WHAT IS NEEDED: Output all records precisely as written.

________________________

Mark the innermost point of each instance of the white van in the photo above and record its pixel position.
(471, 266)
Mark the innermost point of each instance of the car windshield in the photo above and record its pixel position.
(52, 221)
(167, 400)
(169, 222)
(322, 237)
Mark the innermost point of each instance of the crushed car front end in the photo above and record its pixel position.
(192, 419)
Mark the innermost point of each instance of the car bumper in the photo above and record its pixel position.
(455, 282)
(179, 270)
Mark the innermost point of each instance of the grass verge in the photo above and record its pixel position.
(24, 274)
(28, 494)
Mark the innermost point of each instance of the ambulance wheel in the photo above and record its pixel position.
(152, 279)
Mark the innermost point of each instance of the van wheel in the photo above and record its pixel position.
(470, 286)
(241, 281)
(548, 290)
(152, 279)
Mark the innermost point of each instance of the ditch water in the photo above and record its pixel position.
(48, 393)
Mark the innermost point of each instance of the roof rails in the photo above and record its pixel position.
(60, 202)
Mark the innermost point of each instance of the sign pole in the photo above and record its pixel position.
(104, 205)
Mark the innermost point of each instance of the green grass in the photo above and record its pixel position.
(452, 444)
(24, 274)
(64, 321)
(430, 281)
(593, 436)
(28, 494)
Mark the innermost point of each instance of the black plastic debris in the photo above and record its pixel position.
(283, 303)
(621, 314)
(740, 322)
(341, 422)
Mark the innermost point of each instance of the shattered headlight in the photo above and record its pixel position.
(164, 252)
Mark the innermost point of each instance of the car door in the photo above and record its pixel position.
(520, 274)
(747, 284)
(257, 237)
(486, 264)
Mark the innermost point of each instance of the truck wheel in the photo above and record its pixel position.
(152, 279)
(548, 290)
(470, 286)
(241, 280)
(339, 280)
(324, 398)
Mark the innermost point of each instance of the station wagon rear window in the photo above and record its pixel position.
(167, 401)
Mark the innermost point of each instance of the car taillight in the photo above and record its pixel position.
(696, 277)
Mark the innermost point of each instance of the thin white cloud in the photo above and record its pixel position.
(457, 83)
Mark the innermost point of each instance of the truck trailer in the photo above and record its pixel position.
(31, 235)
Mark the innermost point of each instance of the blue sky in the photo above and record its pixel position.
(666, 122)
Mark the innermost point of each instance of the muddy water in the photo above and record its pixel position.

________________________

RESULT BELOW:
Mark the innermost point of each instance of the white van in the photo above and record its pixel position.
(471, 266)
Mark the innermost point of each instance of the car windshield in the photo above and record its pixel position.
(52, 221)
(167, 400)
(169, 222)
(322, 237)
Mark the innermost point of each instance of the crushed car front end in the photo above and record its pixel position.
(192, 419)
Mark the innermost point of each instance of the car bumper in the photo above and record its pixel position.
(455, 282)
(179, 270)
Mark the innermost point of each instance of the grass verge in the photo above and record its pixel position.
(24, 274)
(28, 494)
Mark the innermost point of each instance of the ambulance wheel in the photo above and record its pixel position.
(152, 279)
Mark the innermost point of each instance of the van wheel in the photo above and record its pixel position.
(470, 286)
(241, 281)
(548, 290)
(152, 279)
Mark the innermost point of each instance of the ditch water in the photo above and record its pixel position.
(48, 393)
Mark the innermost point of each instance of the roof rails in the photo above and record its pixel position.
(60, 202)
Mark the innermost point of each instance of the sign pole in the photo above and record its pixel position.
(104, 205)
Mark the innermost point of each instance of the green grass in the photo above and record its pixel position.
(452, 444)
(24, 274)
(64, 321)
(430, 281)
(593, 436)
(28, 494)
Mark the innermost point of each instance of the black plastic debris in the photo above and record its pixel position.
(283, 303)
(621, 314)
(740, 322)
(341, 422)
Mark the innermost point of each instance of the shattered headlight in the photo above and record its pixel position.
(164, 252)
Mark the innermost point of each instance of the car door in the photo above and record its pixel position.
(520, 274)
(747, 284)
(257, 237)
(486, 264)
Mark the innermost point of each instance of the truck wheel in the photo above and record its pixel position.
(152, 279)
(548, 290)
(470, 286)
(241, 280)
(339, 280)
(324, 398)
Mark the innermost point of each instance of the station wagon rear window in the photo above and record its pixel position.
(167, 401)
Mark the innermost point of each instance of the car taillight in the photo above and record its pixel position.
(696, 277)
Mark the innermost point of each instance of the thin white cloud in the photo above and record its pixel position.
(457, 83)
Mark the innermost point of each instance of the truck trailer in the photo above and record its pixel position.
(31, 235)
Mark the innermost point of each instance of the blue sky in the photo above and record its pixel position.
(666, 122)
Mark the innermost point of each instance of the muddy water in the photo above and record its pixel position.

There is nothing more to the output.